• [YOUR TASK]: Find each line in the records below that contains the word "plain", and copy those lines out in full.

• [RECORDS SUPPLIED]:
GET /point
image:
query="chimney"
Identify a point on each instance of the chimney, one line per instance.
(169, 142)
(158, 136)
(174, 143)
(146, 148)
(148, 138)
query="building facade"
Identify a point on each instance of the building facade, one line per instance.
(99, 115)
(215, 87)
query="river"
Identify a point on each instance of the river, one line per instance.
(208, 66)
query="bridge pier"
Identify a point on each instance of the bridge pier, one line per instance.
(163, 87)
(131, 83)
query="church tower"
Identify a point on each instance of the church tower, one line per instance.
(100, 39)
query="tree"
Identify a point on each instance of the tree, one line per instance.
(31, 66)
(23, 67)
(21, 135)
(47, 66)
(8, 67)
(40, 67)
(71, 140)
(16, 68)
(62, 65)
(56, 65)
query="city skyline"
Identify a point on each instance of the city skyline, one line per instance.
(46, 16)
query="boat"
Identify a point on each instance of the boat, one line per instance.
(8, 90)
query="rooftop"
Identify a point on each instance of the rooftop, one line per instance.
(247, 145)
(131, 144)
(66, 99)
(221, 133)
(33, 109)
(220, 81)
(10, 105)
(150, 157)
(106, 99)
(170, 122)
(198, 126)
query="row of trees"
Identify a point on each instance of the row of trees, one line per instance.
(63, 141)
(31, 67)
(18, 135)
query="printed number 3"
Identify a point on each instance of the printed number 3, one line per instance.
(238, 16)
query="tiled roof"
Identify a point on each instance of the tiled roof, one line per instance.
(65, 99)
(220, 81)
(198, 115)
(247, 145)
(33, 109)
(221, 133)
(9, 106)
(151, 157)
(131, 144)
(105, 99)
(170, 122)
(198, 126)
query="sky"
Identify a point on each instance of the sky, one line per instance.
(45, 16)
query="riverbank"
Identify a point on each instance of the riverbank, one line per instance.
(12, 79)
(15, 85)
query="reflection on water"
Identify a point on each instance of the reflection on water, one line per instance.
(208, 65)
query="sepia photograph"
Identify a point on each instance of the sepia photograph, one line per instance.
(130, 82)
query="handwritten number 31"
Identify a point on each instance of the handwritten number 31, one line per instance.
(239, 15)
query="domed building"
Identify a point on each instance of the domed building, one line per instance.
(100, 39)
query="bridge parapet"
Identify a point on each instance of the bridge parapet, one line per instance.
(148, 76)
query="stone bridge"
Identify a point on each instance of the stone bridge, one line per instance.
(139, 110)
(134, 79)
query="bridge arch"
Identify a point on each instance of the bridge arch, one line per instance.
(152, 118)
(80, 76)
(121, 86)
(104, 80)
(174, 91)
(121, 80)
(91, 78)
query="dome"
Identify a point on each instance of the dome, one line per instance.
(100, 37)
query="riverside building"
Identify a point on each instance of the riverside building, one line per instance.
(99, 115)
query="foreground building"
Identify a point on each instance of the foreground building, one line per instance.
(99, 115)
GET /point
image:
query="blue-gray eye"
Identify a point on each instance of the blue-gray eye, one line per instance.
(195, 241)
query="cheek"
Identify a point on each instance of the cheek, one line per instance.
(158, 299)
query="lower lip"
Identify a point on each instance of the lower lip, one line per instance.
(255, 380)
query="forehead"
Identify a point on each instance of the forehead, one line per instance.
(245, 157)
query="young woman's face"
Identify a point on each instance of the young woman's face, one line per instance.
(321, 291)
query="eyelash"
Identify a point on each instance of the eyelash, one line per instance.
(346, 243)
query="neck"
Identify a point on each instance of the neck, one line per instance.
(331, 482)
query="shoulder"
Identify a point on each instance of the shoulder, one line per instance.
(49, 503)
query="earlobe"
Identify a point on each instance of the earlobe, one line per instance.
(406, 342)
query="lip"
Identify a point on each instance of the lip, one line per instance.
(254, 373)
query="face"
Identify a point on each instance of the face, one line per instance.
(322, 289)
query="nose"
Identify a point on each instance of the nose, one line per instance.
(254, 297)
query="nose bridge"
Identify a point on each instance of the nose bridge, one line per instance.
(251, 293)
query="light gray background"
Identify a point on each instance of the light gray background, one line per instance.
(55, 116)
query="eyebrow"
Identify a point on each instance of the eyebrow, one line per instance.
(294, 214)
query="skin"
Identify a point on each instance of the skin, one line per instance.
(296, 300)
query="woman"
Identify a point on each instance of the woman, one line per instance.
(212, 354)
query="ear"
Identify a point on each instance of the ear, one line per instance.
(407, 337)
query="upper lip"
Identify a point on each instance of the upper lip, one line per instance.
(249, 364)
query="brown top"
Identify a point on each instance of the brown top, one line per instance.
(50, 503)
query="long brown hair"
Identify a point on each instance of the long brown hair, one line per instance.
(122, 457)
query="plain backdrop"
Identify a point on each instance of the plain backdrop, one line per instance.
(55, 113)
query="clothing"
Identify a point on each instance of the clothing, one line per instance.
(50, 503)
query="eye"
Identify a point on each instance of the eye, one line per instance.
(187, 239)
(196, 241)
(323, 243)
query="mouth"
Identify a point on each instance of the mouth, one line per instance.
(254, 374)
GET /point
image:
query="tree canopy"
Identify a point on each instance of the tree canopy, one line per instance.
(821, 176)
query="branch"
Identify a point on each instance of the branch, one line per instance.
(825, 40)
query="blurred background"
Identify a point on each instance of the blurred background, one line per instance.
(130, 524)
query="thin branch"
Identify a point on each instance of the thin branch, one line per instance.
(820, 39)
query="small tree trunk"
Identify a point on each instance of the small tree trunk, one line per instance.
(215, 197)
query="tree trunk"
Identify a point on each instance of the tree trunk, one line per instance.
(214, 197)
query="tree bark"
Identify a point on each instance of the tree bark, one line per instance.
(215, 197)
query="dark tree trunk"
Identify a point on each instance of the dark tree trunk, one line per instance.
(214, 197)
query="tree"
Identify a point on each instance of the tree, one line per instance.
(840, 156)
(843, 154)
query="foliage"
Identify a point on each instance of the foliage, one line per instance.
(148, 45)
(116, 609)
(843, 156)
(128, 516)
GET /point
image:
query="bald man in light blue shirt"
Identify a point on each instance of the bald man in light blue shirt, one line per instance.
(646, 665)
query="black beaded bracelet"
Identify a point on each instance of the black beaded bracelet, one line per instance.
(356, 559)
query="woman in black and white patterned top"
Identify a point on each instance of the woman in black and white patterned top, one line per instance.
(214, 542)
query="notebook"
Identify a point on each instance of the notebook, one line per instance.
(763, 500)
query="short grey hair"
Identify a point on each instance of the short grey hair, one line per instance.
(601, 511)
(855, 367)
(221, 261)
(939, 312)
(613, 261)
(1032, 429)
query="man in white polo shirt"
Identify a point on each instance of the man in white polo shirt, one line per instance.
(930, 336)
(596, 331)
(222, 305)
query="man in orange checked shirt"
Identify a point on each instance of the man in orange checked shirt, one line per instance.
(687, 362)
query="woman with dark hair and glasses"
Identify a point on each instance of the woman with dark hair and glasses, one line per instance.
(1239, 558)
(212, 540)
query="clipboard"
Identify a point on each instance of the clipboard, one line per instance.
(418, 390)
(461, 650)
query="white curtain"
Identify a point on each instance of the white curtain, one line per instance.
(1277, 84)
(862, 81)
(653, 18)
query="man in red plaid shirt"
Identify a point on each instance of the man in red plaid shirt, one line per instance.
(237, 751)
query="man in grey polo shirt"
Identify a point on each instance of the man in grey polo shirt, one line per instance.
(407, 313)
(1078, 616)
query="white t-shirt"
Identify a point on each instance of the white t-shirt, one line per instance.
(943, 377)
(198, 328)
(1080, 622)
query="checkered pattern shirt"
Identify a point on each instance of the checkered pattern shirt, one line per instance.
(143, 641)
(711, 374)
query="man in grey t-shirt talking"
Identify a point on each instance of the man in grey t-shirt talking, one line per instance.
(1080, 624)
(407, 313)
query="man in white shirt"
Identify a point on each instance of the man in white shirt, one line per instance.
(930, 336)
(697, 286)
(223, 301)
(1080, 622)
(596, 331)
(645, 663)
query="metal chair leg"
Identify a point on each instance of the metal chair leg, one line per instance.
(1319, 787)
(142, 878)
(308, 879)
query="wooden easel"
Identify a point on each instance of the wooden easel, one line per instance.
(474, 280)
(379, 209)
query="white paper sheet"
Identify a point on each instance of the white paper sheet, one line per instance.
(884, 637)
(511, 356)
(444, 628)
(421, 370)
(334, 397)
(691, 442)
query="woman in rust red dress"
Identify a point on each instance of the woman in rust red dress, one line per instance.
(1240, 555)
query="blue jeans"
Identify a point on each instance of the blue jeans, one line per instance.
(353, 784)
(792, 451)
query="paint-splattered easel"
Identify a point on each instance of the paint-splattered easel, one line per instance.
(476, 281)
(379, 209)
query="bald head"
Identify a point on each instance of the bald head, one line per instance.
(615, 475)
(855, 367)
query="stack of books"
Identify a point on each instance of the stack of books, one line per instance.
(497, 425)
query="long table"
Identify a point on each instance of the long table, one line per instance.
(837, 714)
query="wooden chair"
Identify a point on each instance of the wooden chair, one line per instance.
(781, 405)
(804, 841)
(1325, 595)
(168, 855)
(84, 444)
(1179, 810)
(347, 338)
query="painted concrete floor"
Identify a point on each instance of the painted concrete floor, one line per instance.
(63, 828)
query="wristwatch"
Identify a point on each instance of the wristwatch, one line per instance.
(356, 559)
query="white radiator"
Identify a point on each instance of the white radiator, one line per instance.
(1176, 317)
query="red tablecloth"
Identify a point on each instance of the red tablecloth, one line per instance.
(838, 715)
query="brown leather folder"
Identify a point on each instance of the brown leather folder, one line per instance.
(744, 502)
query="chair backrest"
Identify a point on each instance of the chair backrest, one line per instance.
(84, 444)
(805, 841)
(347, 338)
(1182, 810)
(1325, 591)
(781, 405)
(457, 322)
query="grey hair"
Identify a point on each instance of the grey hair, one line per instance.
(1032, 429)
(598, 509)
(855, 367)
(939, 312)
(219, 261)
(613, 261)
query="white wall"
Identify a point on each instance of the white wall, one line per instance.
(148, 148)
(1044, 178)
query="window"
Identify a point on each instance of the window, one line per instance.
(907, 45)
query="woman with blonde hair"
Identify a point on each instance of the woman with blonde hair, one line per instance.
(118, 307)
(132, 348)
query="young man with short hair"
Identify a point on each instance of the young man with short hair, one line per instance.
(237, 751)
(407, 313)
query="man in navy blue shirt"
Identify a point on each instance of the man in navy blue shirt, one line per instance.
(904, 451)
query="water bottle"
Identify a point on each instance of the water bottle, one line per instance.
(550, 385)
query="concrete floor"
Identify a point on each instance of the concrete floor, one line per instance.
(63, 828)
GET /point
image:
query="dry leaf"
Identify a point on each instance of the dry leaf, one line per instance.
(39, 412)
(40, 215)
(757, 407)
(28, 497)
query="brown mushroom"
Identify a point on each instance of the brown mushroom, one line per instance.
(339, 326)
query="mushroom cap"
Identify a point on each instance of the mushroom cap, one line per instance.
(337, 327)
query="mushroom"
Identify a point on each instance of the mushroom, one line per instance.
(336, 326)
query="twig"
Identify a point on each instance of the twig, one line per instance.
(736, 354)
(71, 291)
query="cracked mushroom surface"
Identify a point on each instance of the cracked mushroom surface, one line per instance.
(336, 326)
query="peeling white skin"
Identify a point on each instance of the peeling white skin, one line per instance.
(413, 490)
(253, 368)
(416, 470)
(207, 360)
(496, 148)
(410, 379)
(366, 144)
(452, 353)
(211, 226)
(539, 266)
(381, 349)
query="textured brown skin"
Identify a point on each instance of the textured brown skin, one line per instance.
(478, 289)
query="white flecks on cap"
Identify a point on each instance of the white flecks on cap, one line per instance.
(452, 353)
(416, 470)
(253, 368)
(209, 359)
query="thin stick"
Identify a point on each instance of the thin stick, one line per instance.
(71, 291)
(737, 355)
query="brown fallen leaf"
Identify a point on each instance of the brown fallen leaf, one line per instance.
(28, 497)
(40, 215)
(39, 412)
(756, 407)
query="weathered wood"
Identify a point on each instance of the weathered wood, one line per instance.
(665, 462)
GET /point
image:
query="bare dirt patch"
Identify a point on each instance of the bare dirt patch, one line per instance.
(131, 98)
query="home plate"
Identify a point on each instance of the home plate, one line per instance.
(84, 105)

• [EXPECTED OUTPUT]:
query="plain backdrop"
Identify a point on each instance of the plain backdrop, one line per instance.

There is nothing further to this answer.